Render only the items from the line containing "It would be great if you could find the mown" through the line containing "[25,91,1024,768]" as a two-column CSV headed item and answer, with one row per item. Put each item's text and its answer in one quoted field apiece, with line breaks turned into spaces.

────────────────────

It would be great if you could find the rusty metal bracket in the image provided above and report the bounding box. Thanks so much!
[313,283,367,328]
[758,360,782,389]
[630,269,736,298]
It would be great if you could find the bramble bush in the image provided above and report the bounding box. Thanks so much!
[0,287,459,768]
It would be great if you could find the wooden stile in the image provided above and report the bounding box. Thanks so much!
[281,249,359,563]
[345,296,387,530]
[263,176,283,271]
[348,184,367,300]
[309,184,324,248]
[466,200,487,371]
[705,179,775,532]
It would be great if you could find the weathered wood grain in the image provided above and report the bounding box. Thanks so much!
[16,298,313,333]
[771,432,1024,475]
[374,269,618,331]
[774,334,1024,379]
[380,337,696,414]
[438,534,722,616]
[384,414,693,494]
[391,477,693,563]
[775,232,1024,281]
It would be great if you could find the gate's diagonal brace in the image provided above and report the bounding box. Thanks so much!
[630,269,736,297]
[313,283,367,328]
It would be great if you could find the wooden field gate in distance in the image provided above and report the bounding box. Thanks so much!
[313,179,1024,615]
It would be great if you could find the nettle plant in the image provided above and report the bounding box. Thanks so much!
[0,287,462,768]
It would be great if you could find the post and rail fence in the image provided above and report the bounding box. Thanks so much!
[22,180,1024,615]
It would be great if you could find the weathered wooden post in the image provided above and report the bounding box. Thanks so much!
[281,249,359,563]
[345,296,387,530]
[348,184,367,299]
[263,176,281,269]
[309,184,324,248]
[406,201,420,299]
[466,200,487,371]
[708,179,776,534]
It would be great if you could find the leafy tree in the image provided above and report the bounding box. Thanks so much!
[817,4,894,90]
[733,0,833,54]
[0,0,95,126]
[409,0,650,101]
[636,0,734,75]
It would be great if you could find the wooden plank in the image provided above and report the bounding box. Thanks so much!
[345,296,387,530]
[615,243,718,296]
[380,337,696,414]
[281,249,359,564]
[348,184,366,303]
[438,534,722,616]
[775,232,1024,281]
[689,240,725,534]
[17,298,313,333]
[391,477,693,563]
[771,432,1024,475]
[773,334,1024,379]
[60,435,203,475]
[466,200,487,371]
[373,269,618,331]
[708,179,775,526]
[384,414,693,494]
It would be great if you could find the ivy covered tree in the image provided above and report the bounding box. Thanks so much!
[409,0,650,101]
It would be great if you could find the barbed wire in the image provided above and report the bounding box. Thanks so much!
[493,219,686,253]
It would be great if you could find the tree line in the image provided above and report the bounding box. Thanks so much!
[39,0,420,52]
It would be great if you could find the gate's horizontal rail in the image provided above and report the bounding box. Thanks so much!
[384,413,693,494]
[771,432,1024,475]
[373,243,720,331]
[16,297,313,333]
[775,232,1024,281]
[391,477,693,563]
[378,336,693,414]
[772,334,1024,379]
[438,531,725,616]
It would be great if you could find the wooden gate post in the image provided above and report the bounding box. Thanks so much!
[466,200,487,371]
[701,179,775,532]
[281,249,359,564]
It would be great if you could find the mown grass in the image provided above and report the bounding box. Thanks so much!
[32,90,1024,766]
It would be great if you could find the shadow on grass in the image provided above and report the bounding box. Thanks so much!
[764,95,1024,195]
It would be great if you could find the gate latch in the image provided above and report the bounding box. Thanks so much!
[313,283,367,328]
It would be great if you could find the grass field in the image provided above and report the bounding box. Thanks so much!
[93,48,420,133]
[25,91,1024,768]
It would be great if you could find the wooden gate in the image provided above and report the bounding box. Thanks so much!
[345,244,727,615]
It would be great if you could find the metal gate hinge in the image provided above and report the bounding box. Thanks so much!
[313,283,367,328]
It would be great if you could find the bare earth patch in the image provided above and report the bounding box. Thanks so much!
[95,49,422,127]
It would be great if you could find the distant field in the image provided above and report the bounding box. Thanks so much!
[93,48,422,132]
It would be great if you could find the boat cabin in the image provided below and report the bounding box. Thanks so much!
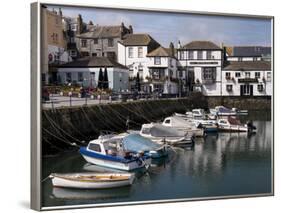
[87,138,124,156]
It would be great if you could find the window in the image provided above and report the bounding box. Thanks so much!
[154,57,161,65]
[66,72,71,82]
[197,51,203,59]
[165,119,171,124]
[188,51,194,59]
[41,73,46,82]
[81,39,87,47]
[107,52,115,59]
[240,84,253,96]
[88,143,101,152]
[138,47,143,58]
[94,38,99,44]
[255,72,261,78]
[179,70,183,78]
[70,50,77,56]
[129,47,134,58]
[138,64,143,71]
[78,72,84,81]
[258,84,263,92]
[225,72,231,80]
[107,38,114,47]
[235,72,241,78]
[70,24,77,31]
[266,72,271,81]
[207,51,212,59]
[226,84,233,92]
[202,67,216,80]
[129,65,134,72]
[180,51,185,59]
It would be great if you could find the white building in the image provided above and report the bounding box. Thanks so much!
[118,34,160,92]
[58,57,129,92]
[146,46,178,94]
[177,41,223,96]
[222,61,272,96]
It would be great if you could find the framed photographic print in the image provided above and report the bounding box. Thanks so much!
[31,2,274,210]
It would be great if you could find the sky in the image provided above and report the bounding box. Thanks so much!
[48,5,271,47]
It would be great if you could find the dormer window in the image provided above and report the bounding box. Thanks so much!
[129,47,134,58]
[154,57,161,65]
[197,51,203,59]
[138,47,143,58]
[258,84,263,92]
[188,51,194,60]
[207,51,212,59]
[81,39,87,47]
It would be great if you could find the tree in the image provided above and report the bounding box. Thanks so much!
[136,72,140,92]
[98,68,103,89]
[103,67,108,89]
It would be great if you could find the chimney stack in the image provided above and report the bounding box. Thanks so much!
[178,40,181,49]
[59,8,62,17]
[129,25,134,34]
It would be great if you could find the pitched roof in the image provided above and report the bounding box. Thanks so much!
[232,46,271,57]
[121,34,160,46]
[59,57,127,69]
[183,41,221,50]
[77,26,127,38]
[223,61,271,71]
[146,46,175,57]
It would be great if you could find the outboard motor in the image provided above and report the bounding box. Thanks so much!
[247,120,257,132]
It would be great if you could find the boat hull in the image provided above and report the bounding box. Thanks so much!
[219,125,246,132]
[51,175,134,189]
[82,154,151,171]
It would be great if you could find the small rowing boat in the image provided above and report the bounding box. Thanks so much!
[49,173,135,189]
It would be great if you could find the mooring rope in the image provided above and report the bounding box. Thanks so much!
[45,110,81,143]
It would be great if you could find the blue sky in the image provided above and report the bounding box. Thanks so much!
[48,6,271,46]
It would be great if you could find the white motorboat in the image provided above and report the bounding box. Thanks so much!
[49,173,135,189]
[215,116,256,132]
[80,134,151,171]
[162,115,204,137]
[140,123,194,145]
[210,106,237,116]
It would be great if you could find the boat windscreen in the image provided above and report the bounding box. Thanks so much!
[150,125,185,137]
[228,116,241,125]
[122,134,161,152]
[218,106,233,113]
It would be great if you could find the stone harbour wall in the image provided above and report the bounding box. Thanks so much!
[42,93,271,155]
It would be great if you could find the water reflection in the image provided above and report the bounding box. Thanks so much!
[43,121,272,206]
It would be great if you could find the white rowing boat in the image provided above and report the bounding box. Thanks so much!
[49,173,135,189]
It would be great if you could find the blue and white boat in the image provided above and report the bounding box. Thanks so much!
[210,106,237,116]
[80,136,151,171]
[122,134,168,158]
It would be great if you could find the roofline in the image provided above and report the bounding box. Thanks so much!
[221,69,271,72]
[177,47,223,51]
[227,55,262,58]
[58,65,128,69]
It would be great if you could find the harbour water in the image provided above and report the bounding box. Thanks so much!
[42,112,272,207]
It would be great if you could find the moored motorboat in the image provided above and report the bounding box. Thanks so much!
[162,115,204,137]
[218,116,256,132]
[80,135,151,171]
[122,134,168,158]
[140,123,194,146]
[210,106,237,116]
[49,173,135,189]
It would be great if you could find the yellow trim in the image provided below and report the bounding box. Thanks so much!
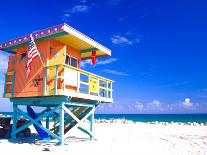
[5,93,12,98]
[46,64,114,82]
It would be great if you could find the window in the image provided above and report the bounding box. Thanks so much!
[65,55,78,68]
[70,57,78,68]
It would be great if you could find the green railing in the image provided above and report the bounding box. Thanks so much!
[43,64,114,102]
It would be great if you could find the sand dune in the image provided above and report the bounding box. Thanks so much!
[0,120,207,155]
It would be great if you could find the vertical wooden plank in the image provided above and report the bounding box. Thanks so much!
[43,67,47,96]
[76,70,80,93]
[59,102,65,145]
[106,81,109,98]
[63,65,66,95]
[11,104,18,139]
[110,82,113,99]
[3,73,7,97]
[90,108,94,140]
[54,65,58,95]
[46,107,50,130]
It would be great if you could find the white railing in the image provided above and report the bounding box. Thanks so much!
[43,64,114,102]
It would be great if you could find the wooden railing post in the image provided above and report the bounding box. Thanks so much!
[43,67,47,96]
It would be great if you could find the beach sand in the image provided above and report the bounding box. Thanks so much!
[0,120,207,155]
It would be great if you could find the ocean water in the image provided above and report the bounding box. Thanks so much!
[0,112,207,122]
[95,114,207,122]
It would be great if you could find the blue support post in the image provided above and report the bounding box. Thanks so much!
[11,72,15,96]
[3,74,7,97]
[59,103,65,145]
[54,65,58,95]
[46,107,50,130]
[11,104,18,139]
[90,112,94,140]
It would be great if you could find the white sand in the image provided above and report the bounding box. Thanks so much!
[0,121,207,155]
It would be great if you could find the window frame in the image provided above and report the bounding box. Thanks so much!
[65,54,78,68]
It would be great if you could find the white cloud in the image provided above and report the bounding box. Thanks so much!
[102,69,130,76]
[69,4,90,14]
[152,99,160,106]
[81,58,118,68]
[62,0,91,21]
[106,0,123,6]
[111,35,140,46]
[134,101,144,110]
[182,98,193,108]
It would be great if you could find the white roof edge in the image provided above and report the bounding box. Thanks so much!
[64,23,111,56]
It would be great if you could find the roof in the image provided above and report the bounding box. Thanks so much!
[0,23,111,59]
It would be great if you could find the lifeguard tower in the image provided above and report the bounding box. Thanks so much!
[0,24,113,144]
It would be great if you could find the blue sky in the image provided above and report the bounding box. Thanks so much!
[0,0,207,113]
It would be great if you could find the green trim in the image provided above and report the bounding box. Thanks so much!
[80,48,99,53]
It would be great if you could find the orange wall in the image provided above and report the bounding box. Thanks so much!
[7,39,81,97]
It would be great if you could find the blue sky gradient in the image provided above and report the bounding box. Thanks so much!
[0,0,207,113]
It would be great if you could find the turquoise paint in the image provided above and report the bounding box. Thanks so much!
[43,67,47,96]
[54,65,58,95]
[90,112,94,140]
[59,103,65,145]
[3,74,7,97]
[10,96,99,145]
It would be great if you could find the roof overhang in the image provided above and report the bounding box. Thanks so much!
[0,23,111,59]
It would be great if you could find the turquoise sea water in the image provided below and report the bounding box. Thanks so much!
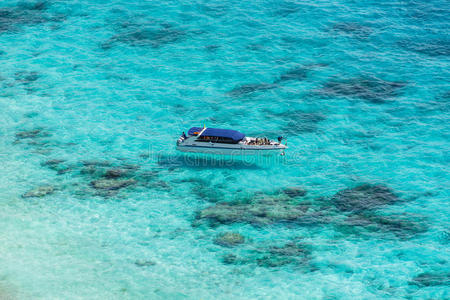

────────────────────

• The solution:
item,answer
"It would be great if you could find the mown grass in the image provided above and report the bounding box. Thanks so much!","[32,90,1024,766]"
"It would be great if you could find the shadow on grass in the image provided above and report the bounding box. Thanks so much!","[764,95,1024,195]"
"It would be great if you could find the gate latch in the image provided above and report the bounding box. Thanks so much!","[313,283,367,328]"
"It would be great if you could find the grass field in the image provided above and report the bounding box. Thanks so much!","[93,48,420,133] [25,91,1024,768]"